***** Provided data
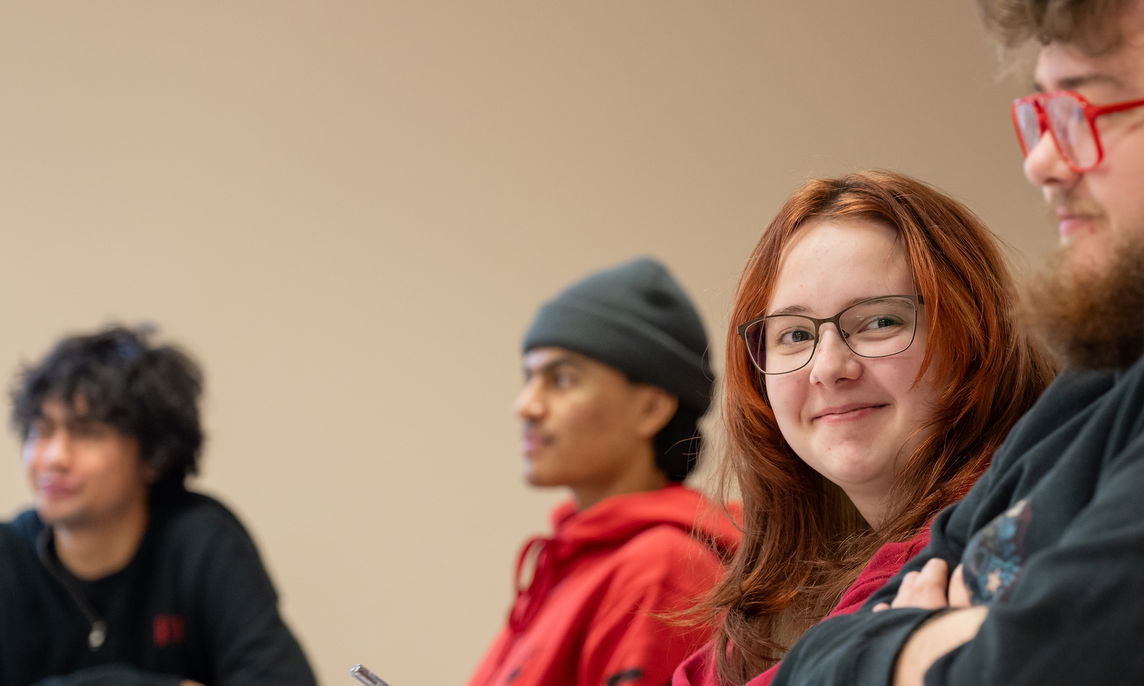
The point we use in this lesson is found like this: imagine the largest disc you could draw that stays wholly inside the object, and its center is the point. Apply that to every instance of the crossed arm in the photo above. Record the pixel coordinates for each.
(928, 589)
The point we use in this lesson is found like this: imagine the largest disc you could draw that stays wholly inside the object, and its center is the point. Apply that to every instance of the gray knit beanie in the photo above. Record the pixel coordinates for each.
(636, 318)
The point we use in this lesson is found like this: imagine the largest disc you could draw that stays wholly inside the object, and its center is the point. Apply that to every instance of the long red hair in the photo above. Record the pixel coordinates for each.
(803, 541)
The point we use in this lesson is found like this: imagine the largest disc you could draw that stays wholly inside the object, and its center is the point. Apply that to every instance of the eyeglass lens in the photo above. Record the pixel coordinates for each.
(1071, 129)
(872, 328)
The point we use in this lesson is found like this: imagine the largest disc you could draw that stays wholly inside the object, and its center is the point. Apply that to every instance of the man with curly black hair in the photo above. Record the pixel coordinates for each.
(119, 575)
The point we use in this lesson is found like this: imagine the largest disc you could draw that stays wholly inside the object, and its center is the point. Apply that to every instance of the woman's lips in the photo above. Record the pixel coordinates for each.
(847, 413)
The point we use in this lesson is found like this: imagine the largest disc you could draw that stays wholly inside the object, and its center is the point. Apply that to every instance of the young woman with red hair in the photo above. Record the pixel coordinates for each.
(873, 366)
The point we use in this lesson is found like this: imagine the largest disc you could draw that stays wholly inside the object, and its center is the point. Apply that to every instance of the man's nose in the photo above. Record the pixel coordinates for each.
(529, 404)
(1045, 166)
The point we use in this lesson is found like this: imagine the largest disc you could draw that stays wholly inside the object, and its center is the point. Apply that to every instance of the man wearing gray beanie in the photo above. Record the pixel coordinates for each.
(616, 381)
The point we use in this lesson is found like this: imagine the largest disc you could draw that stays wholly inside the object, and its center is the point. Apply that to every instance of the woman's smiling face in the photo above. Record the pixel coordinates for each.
(853, 420)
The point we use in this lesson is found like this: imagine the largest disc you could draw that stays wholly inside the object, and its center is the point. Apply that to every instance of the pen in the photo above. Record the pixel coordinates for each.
(366, 677)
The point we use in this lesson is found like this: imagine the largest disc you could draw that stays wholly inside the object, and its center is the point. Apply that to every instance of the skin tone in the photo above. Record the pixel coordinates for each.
(587, 428)
(1096, 210)
(851, 419)
(90, 486)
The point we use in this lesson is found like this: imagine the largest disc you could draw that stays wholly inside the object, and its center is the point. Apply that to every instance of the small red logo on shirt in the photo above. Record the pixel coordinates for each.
(167, 630)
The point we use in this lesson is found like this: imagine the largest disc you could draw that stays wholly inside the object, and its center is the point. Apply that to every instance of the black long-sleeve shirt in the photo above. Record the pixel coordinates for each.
(193, 603)
(1053, 541)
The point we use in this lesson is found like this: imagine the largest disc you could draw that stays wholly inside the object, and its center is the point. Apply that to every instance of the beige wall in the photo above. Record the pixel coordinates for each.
(349, 209)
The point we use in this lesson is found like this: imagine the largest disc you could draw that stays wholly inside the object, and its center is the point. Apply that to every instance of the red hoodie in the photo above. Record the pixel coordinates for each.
(587, 617)
(699, 669)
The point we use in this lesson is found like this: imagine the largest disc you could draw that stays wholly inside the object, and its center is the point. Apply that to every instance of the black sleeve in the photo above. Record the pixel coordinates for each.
(1077, 614)
(237, 605)
(862, 647)
(1077, 609)
(111, 675)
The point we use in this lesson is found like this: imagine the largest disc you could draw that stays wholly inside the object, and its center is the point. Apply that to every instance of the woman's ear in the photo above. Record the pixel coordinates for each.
**********
Task details => Do not include images; quote all of the entries above exactly.

Task solution =>
The point we use in this lesson is found like this: imagine the largest disc you could draw that stays wholly inside the object, and its center is the point. Apply that to every instance of the crossed arm in the photo above. Record the pixel coordinates for each.
(928, 589)
The point we use in this lesson is found like this: imagine the largest disc you could draw that stays wholly inside the object, and its center is the point. Apply that to every instance of the gray knit beanie in the photo above. Record the pixel coordinates for each.
(636, 318)
The point we use in this lesson is found like this: imagine the largest disc you could draw that stays wholly inside the object, and its center is the point. Apply that to every instance of the long red hair in the photo above. Record the pixel coordinates for each.
(803, 541)
The point we use in this lesson is found like this: imagine the largest disc you could draw that stays wholly inside the object, and its center is the point. Apply that to every instance of the eyeglass lens in the photo above. Record the pixel coordinates for each.
(1071, 129)
(872, 328)
The point we use in this lesson is found like this: imagine the largest disc you could draw that stays wholly inside the object, and its center is the point. Apply that to every instance of the man with curly black hair in the photo above. Record the pixel coordinates for each.
(119, 575)
The point we use in this lesson is found like this: imagine the largest disc you could draw that stays wholly inside the object, and its center is the point. Apply that to every instance of the woman's lips in the photo above. Record the pixel coordinates for each.
(847, 413)
The point we use in this lesson is found like this: imagine the largest disc you could draw that stays wholly inside the object, and its center is the point. Apply that to every instance of the young woman with red hair in the photo above. Record the pixel coordinates for each.
(873, 366)
The point we use in this lesson is found like this: imagine the largest disc you could draw that stays wholly inside the object, and its center is the point. Apply that to every instance of the man's nose in the photo above. Record the pixel coordinates for each.
(529, 404)
(1045, 166)
The point we use in this lesson is found like this: imagine the largest disc you could draw that stays wholly inside the object, and its center is the point. Apply that to every instance of the man wearing gray beanie in the photo above. Record the pixel coordinates for each.
(616, 381)
The point we use in this lesson is found like this: imagine the largest disc you could draw that stays wholly inside the object, and its center is the point. Apply that to every instance of the woman's smiling face in the photo above. Record the pixel coordinates for each.
(853, 420)
The point we use in this lesson is found like this: imagine the largest disc you could draw that stays wholly inside the object, and its center is the point. Apply that to every instance of the pen in the photo above. Record the pixel coordinates for each.
(366, 677)
The point we use in this lesson is found like this: imagine the largest disc you could draw that stays wholly inside the object, and its center is the point. Apply that to every instance of the skin tone in the photo above. Record the pixel coordinates for each.
(587, 428)
(1096, 210)
(851, 419)
(90, 486)
The point we use in this lesson is found like this: imagine the largest disc you could draw that stays wholly inside the object, and its center is the point. Apply that to every instance of the small red logo on shirt in the photo above. Record the pixel coordinates for each.
(167, 630)
The point we use in this lesson is found like this: imagine the largest disc you could draw that stays wholly inside the object, and its center is the point. Apply that to every instance of the black long-sleeve shirt in the photo above. Record the pixel coordinates for each.
(193, 603)
(1053, 541)
The point we use in this lesson is found like this: imagine the largest disc you could draw that stays wholly inside the object, and its center is the point. Apply that to every instance of the beige wall in the photo above. Record the pixel coordinates for each.
(349, 209)
The point we use in this lesson is found like this: imagine the largest disc you could draw that stays wholly inside the object, and its center is the point. Apply that to every instance of the red hoodie in the photo above. Record the pixel coordinates for each.
(587, 617)
(699, 669)
The point we use in this lesson is found like this: imagine the largest disc you could draw that stays wholly inside the object, and its center is the point. Apply that to every instance of the black sleeve in the photo above. Record the pixel coordinates for each.
(1077, 614)
(237, 605)
(862, 647)
(1077, 609)
(111, 675)
The point we use in this lesson is found like this: imagine the largest disc you could draw that stays wholly inside the object, and its center is the point. Apply that to every instance of the woman's ear in the photo above. Record the pixel coordinates for each.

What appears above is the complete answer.